My friend was a public schoolboy who, a few years before, had been badly wounded as a National Service officer in Korea. He had continued to believe in Britain as a place in which fairness, honesty and moderation prevailed. Now he was making discoveries. The policeman lashed out with his baton and leaned down to drag him away. I held him round the waist, my own legs wrapped round a bollard, and in a moment the melee swept the horseman into the chaos of struggling people and swaying placards.

We had all been making discoveries, that October and November 40 years ago. Suez was a turning point, for Britain's self-understanding as a Power in the world but also for my generation's attitude to the state. Labour voters as most of my friends were, we had not imagined that even a Tory government would lie to the world and its own people in order to invade a country which had done no more than nationalise a canal and threaten "British imperial interests".

Now we knew better. A whole mental structure, the dullish, decent expectations of the welfare state, fell apart. Lawless aggression, which ranged up and down the rest of the Cold War world and, against which Britain had seemed to mount a sure defence, was at home in our country, too. We felt then that Suez had changed everything, and all the revelations since have only confirmed that we were right.

TASK BRIEF >> Please carry on the passage about Suez, starting after its final sentence. None of the rows are needed here.

Items stored from a collection:
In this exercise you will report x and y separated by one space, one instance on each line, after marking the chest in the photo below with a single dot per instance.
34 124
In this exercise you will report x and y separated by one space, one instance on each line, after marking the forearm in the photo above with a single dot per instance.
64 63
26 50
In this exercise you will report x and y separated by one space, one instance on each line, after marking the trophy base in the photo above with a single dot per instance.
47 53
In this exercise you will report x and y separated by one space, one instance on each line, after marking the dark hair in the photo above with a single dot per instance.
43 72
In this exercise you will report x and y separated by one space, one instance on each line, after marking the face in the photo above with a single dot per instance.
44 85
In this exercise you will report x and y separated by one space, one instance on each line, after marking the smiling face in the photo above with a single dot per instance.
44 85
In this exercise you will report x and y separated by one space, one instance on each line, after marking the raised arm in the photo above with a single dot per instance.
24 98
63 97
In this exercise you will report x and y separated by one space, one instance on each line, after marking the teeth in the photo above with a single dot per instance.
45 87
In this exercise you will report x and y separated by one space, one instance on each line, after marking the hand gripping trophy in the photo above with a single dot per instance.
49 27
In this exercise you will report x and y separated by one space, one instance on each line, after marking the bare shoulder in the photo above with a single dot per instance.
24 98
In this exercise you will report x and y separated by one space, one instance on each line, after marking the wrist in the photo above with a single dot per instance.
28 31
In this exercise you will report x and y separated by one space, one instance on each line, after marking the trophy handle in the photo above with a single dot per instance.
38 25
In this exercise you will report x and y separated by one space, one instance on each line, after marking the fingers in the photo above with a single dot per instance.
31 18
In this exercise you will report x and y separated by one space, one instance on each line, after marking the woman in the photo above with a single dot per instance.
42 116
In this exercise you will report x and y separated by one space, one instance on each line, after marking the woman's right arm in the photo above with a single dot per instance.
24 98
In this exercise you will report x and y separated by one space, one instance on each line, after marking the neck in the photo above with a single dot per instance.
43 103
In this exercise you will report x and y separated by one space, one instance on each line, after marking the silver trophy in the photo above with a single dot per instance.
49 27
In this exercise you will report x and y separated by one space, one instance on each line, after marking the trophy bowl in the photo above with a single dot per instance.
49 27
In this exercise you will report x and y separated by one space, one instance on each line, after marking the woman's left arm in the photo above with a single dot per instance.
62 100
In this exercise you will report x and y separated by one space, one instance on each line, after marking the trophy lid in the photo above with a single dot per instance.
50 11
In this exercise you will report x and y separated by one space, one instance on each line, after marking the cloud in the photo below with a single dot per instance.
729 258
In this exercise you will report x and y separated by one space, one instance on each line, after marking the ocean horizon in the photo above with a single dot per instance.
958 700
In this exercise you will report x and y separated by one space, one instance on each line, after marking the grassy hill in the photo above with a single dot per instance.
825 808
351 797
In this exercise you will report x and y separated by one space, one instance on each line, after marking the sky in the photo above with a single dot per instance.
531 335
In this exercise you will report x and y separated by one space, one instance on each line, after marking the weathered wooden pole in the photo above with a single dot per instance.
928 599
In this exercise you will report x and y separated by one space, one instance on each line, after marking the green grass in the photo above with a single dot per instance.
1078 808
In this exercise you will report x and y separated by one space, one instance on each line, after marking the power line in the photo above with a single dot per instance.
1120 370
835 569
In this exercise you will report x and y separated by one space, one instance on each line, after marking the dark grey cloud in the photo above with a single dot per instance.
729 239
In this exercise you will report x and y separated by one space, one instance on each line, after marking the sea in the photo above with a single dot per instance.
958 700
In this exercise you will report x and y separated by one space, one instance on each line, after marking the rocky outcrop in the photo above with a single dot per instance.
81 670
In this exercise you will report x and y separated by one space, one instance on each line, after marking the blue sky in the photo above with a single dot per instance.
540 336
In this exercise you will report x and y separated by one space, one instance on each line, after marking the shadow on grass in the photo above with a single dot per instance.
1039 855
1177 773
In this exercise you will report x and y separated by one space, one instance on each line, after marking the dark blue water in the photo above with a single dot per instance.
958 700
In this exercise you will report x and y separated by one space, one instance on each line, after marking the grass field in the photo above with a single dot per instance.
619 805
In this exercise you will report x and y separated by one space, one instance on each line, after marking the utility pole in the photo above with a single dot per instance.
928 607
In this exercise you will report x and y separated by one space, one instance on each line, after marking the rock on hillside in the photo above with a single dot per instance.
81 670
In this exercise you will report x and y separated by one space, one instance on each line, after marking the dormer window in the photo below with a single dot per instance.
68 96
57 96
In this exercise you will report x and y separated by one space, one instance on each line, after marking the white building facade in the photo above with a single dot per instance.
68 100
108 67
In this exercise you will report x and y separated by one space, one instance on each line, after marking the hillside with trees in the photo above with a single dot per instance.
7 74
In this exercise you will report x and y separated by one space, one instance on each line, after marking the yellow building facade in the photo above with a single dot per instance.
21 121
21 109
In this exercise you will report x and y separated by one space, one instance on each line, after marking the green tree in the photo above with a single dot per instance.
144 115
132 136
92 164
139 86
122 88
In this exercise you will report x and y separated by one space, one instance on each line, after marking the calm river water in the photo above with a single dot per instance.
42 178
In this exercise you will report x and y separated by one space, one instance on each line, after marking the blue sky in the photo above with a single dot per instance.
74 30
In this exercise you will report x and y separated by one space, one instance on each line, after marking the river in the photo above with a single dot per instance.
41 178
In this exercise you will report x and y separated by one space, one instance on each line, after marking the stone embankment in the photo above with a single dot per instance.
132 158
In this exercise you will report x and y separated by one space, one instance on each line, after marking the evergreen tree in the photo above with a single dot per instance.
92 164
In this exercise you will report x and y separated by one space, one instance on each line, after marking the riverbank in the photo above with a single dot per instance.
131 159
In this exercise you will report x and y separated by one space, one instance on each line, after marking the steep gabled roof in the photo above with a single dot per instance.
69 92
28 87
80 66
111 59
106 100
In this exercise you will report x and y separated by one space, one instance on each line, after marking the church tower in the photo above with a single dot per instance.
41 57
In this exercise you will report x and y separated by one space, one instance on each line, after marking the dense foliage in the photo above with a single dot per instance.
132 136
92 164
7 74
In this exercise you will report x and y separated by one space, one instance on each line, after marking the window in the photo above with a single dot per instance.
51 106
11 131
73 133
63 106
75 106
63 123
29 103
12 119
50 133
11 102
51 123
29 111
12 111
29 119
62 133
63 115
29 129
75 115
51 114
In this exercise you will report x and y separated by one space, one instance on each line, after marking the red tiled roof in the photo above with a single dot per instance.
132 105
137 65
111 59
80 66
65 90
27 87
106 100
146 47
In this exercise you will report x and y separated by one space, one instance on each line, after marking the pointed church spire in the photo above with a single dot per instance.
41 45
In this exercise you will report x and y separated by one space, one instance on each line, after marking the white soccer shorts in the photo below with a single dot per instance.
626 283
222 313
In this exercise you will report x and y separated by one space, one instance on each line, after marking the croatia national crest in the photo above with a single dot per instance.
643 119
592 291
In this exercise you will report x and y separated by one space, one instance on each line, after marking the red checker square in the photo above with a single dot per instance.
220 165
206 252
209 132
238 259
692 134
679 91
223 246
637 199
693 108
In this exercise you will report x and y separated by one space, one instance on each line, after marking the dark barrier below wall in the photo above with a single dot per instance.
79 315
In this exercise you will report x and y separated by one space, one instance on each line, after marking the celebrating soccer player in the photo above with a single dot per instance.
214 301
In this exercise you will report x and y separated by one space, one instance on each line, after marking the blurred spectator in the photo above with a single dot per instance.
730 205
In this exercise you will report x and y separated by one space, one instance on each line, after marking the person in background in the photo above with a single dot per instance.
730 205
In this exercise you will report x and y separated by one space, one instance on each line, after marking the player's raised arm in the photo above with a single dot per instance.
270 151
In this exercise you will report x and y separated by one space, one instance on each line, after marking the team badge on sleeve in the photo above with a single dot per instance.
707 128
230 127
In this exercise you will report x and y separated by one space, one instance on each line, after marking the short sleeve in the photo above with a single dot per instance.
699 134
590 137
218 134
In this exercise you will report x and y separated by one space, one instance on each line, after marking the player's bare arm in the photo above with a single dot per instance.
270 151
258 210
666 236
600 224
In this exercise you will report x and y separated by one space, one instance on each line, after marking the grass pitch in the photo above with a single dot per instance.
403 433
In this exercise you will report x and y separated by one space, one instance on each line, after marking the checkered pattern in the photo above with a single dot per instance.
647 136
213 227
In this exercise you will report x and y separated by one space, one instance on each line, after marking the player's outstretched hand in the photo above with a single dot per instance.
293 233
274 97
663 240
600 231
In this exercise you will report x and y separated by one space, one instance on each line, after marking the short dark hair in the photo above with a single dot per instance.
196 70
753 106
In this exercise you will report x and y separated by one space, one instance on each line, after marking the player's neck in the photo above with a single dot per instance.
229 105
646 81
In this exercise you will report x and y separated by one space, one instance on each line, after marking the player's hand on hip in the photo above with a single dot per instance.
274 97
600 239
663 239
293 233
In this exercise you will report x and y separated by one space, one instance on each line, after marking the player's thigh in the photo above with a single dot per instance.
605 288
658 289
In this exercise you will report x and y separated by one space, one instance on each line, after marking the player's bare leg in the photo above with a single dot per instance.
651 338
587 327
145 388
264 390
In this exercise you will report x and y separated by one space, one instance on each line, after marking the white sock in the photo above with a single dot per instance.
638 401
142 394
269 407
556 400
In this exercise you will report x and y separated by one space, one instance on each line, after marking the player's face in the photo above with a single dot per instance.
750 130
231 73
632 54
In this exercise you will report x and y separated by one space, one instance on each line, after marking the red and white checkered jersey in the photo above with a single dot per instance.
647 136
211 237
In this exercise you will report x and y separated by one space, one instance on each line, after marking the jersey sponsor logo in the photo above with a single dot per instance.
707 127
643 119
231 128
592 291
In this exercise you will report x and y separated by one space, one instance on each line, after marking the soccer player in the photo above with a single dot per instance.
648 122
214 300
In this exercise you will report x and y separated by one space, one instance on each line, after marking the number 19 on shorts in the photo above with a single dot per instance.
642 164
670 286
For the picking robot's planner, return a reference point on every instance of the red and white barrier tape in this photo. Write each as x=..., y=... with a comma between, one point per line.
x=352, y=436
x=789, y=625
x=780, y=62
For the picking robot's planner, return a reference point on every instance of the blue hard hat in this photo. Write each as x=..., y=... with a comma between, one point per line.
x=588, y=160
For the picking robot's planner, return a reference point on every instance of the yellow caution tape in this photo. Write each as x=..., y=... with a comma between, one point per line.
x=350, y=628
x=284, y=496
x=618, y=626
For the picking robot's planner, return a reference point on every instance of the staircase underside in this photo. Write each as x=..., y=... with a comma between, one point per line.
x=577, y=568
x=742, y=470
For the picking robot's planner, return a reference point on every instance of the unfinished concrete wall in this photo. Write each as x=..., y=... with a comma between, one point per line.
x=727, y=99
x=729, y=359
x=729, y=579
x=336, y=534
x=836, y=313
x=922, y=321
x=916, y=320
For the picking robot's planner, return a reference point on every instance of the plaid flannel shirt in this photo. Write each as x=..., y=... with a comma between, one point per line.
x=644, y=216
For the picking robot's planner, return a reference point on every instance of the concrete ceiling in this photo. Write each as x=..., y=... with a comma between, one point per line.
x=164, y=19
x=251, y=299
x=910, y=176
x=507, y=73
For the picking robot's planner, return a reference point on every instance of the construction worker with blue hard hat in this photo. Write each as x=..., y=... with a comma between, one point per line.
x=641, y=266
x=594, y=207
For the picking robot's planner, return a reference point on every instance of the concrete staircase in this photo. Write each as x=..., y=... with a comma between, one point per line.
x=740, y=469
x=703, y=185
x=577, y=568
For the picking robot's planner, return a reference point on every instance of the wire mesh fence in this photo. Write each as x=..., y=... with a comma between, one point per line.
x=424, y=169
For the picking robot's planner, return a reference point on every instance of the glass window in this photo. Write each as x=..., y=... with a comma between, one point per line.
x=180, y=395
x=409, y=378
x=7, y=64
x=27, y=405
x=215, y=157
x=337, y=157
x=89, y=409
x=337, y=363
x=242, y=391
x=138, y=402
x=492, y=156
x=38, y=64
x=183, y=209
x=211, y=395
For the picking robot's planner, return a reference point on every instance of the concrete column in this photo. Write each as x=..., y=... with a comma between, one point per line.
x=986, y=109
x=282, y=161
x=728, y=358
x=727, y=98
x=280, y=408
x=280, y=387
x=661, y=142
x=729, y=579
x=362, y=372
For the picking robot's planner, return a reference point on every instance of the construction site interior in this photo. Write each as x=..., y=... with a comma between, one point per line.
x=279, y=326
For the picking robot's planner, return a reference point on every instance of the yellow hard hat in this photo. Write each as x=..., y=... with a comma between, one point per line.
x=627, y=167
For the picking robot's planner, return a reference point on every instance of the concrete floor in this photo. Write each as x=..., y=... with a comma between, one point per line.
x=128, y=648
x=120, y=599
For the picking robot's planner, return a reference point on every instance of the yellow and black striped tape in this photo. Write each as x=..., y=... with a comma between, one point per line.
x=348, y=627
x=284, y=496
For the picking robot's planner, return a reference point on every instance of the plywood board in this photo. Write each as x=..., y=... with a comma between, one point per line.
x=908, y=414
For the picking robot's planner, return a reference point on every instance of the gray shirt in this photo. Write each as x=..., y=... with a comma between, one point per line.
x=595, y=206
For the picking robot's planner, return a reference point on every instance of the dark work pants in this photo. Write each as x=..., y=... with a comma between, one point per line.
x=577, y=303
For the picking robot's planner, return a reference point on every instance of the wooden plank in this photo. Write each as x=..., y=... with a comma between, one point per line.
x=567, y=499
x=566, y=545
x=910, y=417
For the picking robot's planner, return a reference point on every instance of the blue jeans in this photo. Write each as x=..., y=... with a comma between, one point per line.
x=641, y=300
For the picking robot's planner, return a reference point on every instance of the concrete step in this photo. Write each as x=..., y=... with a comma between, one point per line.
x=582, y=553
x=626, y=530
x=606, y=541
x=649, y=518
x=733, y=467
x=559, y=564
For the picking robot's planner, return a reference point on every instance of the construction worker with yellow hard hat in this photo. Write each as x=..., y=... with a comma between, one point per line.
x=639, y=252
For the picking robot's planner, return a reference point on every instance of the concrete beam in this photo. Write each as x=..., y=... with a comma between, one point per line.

RESULT OF THE TASK >>
In Downing Street, the Cabinet could hear the crowd as they met. But Anthony Eden and his men decided to go ahead. British and French troops were already at sea, and would land at Port Said next day. Outside, we chanted "Law, not War!" But Eden had chosen war, and it was too late to turn back.

President Nasser had nationalised the Suez Canal on 26 July. Eden, already dismayed by the weakening of British authority in the Middle East, supposed that the canal was still Britain's imperial lifeline to Asia, East Africa and the Gulf. Nasser, he declared, had put "his hand on our windpipe". He resolved to use force, and through the summer sought vainly to provoke Egypt into some act that would justify military intervention. When that failed, he decided that the pretext would have to be manufactured.

On Sunday, 14 October, General Maurice Challe arrived at Chequers. On behalf of the French government, he proposed a collusion plot with Israel. The Israelis would invade Egypt. Britain and France would instantly declare the freedom of navigation to be in danger and issue an ultimatum to Nasser which he could not accept. An Anglo-French force would intervene "to separate the combatants", dethrone Nasser and return Egypt to European hegemony.

At the fatal meeting at Sevres on 24 October, Selwyn Lloyd, the Foreign Secretary, signed a secret treaty with France and Israel. The Israeli attack came five days later.Next day, Eden issued two ultimata, one to Egypt and another - fraudulent - to Israel. The RAF began to bomb Egypt on 31 October. Troops landed at Port Said on Monday, 5 November.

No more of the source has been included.